> Compiti da svolgere:
1. Nel testo sulle associazioni sportive dilettantistiche, in quale città si trovava chi scrive lunedì sera 26?
2. Per favore, prosegui il testo sulle associazioni sportive dilettantistiche a partire da dove si ferma.

> Testo estratto:
☆ ☆ ☆ ☆ ☆ ☆ ☆

Lunedi sera 26 u.s. ero a Faenza, ospite del Comune e del “Coordinamento Faenza Sport” per intrattenere la platea sull’invitante tema costituito dalla domanda “Quale futuro per le Associazioni Sportive Dilettantistiche fra nuovi adempimenti e Terzo Settore?”; il titolo del mio intervento, tuttavia, al pari di quello del presente “punto di vista”, poteva essere tranquillamente rovesciato in “Quali Associazioni Sportive Dilettantistiche nel futuro fra nuovi adempimenti e Terzo Settore?”, perché, parliamoci chiaro, è oggi il modello associativo (e non solo nello sport!) a presentare elementi di criticità, molti dei quali non trovano risposte o soluzioni convincenti dal Legislatore provocando il progressivo allontanamento dal settore di numerosi operatori, soprattutto se di modeste dimensioni.

☆ ☆ ☆ ☆ ☆ ☆ ☆

> Materiale fornito:

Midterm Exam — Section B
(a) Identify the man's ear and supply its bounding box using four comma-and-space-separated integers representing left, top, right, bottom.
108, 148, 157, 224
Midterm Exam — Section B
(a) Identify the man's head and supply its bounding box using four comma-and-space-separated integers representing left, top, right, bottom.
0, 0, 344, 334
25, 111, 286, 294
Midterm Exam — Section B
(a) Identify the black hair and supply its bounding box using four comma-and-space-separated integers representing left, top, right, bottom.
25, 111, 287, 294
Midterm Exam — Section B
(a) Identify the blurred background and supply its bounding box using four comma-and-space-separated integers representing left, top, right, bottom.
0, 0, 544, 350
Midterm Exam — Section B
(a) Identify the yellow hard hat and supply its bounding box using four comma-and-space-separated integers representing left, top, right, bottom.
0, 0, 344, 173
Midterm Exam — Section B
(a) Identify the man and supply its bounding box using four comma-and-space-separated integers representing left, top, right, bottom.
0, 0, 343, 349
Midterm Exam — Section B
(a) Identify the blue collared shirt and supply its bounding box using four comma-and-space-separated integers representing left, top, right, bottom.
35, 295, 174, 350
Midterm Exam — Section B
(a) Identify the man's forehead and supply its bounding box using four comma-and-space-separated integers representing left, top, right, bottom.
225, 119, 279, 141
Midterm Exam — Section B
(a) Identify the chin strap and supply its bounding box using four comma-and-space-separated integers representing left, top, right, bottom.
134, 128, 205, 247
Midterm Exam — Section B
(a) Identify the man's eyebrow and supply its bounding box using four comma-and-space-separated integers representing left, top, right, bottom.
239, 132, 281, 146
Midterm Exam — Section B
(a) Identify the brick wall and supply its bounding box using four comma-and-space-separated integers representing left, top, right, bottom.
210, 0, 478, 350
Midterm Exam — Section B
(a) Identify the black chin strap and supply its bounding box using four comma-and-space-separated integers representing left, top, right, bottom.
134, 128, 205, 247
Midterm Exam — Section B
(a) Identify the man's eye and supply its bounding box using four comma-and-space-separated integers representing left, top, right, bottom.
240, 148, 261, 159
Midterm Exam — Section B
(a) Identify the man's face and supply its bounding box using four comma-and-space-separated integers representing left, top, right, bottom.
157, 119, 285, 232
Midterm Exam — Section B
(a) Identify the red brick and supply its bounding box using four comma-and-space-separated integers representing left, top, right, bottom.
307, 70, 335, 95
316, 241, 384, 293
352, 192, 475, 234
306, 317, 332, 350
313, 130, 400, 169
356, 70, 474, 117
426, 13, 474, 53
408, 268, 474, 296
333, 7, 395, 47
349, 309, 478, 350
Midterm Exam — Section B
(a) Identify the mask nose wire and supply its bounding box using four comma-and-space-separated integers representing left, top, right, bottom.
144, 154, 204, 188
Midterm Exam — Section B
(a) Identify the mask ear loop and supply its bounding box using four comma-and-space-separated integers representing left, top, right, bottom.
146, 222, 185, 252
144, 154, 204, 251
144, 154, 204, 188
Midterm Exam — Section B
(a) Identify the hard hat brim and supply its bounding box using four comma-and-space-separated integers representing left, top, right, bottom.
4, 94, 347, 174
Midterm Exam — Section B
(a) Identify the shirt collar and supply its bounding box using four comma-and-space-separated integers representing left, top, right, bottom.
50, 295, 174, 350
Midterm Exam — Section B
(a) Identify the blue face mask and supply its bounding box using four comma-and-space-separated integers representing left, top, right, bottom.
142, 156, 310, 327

☆ ☆ ☆ ☆ ☆ ☆ ☆

> Risultati per compito:
1. A Faenza.

2.
Come spesso capita, ad un quadro normativo confuso, fa da cornice una situazione politica di grande tensione che si sostanzia nella volontà dell’attuale maggioranza di Governo, di “occuparsi” (appropriarsi?) dello Sport, e di gestire con diverso metodo i cospicui fondi ad esso destinati tramite il CONI (circa 440 milioni per il 2019); “C’è una precisa, fortissima volontà della politica di oggi di trasformare il Comitato, il più prestigioso al mondo”, ha spiegato Malagò, secondo cui, con la riforma il Coni “diventa l’ultimo comitato olimpico del mondo, questo è sicuro, certificato, matematico. Conosco perfettamente la materia: nessun comitato al mondo si occupa solo della preparazione olimpica”.
Inoltre, prosegue l’attuale Presidente del massimo organismo sportivo, “perché una società partecipata al 100% dallo Stato (si allude alla costituenda Sport e Salute S.P.A destinata a sostituire la Coni Servizi) deve fisicamente dare i contributi alle federazioni? Se è solo un fatto di chi firma l’assegno io non lo capisco e non lo posso capire, se a monte c’è anche una volontà o l’imposizione di determinare un criterio nella scelta di come individuare i parametri per elargire questi contributi questo non si può accettare: sarebbe una scommessa al buio delegata a persone che vengono catapultate dall’oggi al domani in un’altra realtà”.
Così, il nostro sport dilettantistico, si trova, come Don Abbondio, nelle parti del vaso di terra cotta, costretto a viaggiare in compagnia di molti vasi di ferro, stretto fra interessi di parte e senza nessuno che ne protegga l’incolumità.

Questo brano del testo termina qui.